**Materials provided**
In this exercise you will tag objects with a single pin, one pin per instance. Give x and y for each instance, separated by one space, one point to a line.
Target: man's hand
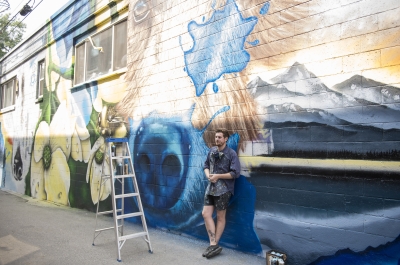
213 178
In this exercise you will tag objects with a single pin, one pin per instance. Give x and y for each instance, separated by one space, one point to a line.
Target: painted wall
310 91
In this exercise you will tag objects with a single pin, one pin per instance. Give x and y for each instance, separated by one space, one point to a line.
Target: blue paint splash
265 8
172 190
253 43
388 254
218 46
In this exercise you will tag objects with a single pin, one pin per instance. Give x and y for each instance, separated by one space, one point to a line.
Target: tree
11 33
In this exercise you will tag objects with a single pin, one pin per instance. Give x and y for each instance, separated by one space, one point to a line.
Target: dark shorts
220 202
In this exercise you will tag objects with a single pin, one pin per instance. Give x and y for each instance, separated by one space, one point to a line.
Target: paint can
276 258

**To do**
Retype the records exactly. Any image in them should not appear in what you write.

**Answer for this exercise**
In this exercise you will tag objects with a single pin, one pin per instance. Give x and y for each instance, separated by one space, one point to a line.
Target: man's hand
213 178
In this exercise you will tag objects with a single pin, one pin per instance. Give x and y for each instance, separated by one space, one point to a line.
Target: painted wall
310 91
In this exercise you will tag objects with a single pin, one pin per instance. Give x and y for each instance, separated by one space, one point to a line.
Target: blue paint splash
265 8
172 190
253 43
388 254
218 46
In this exercise you will tag objects with a single pin, one pin per instance. Give x and y for each instance, separated by one space, one point to a line.
Target: tree
11 33
In this exercise you will tag objects with a single pin, one pin per instance. Give x and y for each instance, separated by one space, one point to a line.
Target: dark shorts
220 202
In this exercise you will tag objects with a single pin, one pin per instance. Give x and y for each instance, separated by one space, one point to a line.
Target: paint can
276 258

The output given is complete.